**Task goal:** Line by line, the entries below are to be reproduced unaltered.

[Exercise input Boundary: Start]

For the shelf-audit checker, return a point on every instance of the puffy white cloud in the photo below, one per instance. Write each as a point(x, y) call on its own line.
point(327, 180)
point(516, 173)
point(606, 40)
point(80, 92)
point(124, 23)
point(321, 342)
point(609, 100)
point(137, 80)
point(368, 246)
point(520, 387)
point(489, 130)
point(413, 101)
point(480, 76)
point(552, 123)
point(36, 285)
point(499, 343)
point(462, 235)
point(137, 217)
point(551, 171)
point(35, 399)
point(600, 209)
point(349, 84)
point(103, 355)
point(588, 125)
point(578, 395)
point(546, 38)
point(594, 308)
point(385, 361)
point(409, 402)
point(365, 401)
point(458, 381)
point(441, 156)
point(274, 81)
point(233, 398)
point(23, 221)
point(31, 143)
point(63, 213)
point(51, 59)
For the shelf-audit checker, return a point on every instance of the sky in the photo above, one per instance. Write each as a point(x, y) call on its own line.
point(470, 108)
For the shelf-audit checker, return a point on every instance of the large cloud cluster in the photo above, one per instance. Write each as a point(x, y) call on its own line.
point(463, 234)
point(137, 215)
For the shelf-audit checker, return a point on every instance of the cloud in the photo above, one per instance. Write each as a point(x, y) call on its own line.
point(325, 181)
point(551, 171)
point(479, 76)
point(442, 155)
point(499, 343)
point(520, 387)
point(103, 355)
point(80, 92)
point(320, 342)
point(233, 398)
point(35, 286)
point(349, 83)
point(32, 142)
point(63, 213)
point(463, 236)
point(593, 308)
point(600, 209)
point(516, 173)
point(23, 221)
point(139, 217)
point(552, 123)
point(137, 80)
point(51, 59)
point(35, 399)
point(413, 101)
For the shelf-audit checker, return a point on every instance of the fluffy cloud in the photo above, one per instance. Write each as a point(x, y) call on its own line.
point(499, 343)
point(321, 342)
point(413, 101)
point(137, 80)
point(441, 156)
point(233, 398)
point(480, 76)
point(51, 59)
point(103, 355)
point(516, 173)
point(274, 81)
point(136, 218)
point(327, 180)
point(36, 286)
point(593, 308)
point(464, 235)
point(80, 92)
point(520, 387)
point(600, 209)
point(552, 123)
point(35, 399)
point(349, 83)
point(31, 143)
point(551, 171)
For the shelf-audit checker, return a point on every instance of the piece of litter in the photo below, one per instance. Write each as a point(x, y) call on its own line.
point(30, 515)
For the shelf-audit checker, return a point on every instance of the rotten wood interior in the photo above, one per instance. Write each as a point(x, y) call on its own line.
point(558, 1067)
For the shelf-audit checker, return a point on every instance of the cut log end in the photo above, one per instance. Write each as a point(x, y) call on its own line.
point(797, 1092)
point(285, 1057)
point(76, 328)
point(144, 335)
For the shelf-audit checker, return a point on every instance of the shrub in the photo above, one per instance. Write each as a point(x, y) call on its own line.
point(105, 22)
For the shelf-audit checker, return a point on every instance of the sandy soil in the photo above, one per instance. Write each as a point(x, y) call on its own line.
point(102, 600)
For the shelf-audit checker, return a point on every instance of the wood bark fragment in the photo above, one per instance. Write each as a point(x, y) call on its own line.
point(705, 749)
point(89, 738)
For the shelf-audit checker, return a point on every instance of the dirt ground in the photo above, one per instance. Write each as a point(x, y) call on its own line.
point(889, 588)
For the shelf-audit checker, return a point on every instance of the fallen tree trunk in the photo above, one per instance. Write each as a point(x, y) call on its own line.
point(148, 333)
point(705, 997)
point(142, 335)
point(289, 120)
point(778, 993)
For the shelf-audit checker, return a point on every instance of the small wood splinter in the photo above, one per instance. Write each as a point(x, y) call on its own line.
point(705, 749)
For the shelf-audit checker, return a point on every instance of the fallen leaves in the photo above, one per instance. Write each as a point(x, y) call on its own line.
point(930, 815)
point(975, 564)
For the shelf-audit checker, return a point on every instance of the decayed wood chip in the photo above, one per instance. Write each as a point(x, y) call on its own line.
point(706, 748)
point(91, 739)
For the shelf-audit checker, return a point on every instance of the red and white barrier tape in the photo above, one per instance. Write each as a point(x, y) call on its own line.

[Exercise input Boundary: End]

**Expected output:**
For the shelf-audit checker, return a point on every instance of the puffy white cloud in the photo below, one per instance. Write each as a point(x, y) call on its own line.
point(327, 180)
point(516, 173)
point(606, 40)
point(80, 92)
point(124, 23)
point(321, 342)
point(609, 100)
point(137, 80)
point(368, 246)
point(520, 387)
point(489, 130)
point(413, 101)
point(480, 76)
point(552, 123)
point(36, 285)
point(499, 343)
point(462, 235)
point(137, 217)
point(551, 171)
point(35, 399)
point(600, 209)
point(349, 84)
point(103, 355)
point(588, 125)
point(578, 395)
point(546, 38)
point(594, 308)
point(385, 361)
point(409, 402)
point(365, 401)
point(458, 381)
point(441, 156)
point(274, 81)
point(233, 398)
point(23, 221)
point(31, 143)
point(63, 213)
point(51, 59)
For the shelf-audit checker, return a point on every instance of the sky in the photo above, one per instance. Write each as a point(x, y) call on its own line.
point(470, 108)
For the shelf-audit checker, return a point on every instance of the large cloud cluster in the photo above, one per instance. Write each as a point(x, y) call on its own line.
point(463, 234)
point(137, 215)
For the shelf-audit checker, return a point on every instance of the cloud in the photo above, one per instance. Write each as a point(x, y) call on its own line.
point(325, 181)
point(551, 171)
point(479, 76)
point(442, 155)
point(499, 343)
point(520, 387)
point(103, 355)
point(80, 92)
point(320, 342)
point(233, 398)
point(35, 286)
point(349, 83)
point(32, 142)
point(63, 213)
point(463, 236)
point(593, 308)
point(600, 209)
point(516, 173)
point(23, 221)
point(139, 217)
point(552, 123)
point(137, 80)
point(51, 59)
point(35, 399)
point(413, 101)
For the shelf-audit checker, return a point on every instance of the fluffy cloud in the photo above, one per instance. Write each as a point(x, y) call on its own line.
point(499, 343)
point(321, 342)
point(413, 101)
point(137, 80)
point(441, 156)
point(233, 398)
point(480, 76)
point(51, 59)
point(103, 355)
point(516, 173)
point(274, 81)
point(136, 218)
point(327, 180)
point(36, 286)
point(593, 308)
point(464, 235)
point(80, 92)
point(520, 387)
point(600, 209)
point(552, 123)
point(35, 399)
point(349, 83)
point(31, 143)
point(551, 171)
For the shelf-audit checker, return a point on every instance of the piece of litter in the photo below, one per instance. Write each as a point(x, y) call on its own line.
point(30, 515)
For the shelf-audit checker, return a point on every instance of the rotten wood interior in the photo above, one per instance. Write each as a point(x, y) call on its own line.
point(558, 1067)
For the shelf-audit checker, return a point on every instance of the cut log end in the photo above, one per instance. Write each as a point(x, y) call on its own line.
point(797, 1092)
point(285, 1057)
point(76, 328)
point(144, 335)
For the shelf-audit checker, return a point on every instance of the shrub in the photo above, one per instance. Write each as a point(x, y) call on its own line.
point(105, 22)
For the shelf-audit checker, return a point on every instance of the sandy soil in the photo above, one per instance. Write each as a point(x, y) call on its own line.
point(102, 600)
For the shelf-audit checker, return a point on every instance of the wood bark fragment in the photo above, one per instance. Write each as a point(x, y) call on its own line.
point(705, 749)
point(89, 738)
For the shelf-audit checker, return a point on every instance of the dirt ground in the photo above, one per instance. Write each as a point(x, y) call on its own line.
point(889, 588)
For the shelf-audit checker, return a point on every instance of the fallen tree trunk in the photo above, one per instance. Write each as a point(x, y) call on its own line.
point(148, 333)
point(705, 997)
point(142, 335)
point(289, 120)
point(778, 993)
For the shelf-audit checker, return a point on every instance of the small wood splinter in the photo above, one per instance. Write each as a point(x, y) call on its own line.
point(705, 749)
For the shelf-audit checker, return a point on every instance of the fallen leaves in the photo above, one per instance. Write each as a point(x, y) call on its own line.
point(930, 815)
point(975, 564)
For the shelf-audit checker, return a point on every instance of the decayed wood chip in the photo above, one per instance. Write each as a point(x, y) call on its own line.
point(706, 748)
point(91, 739)
For the shelf-audit checker, return a point on every instance of the red and white barrier tape in the photo above, one per instance. Write each as a point(x, y) call on its own line.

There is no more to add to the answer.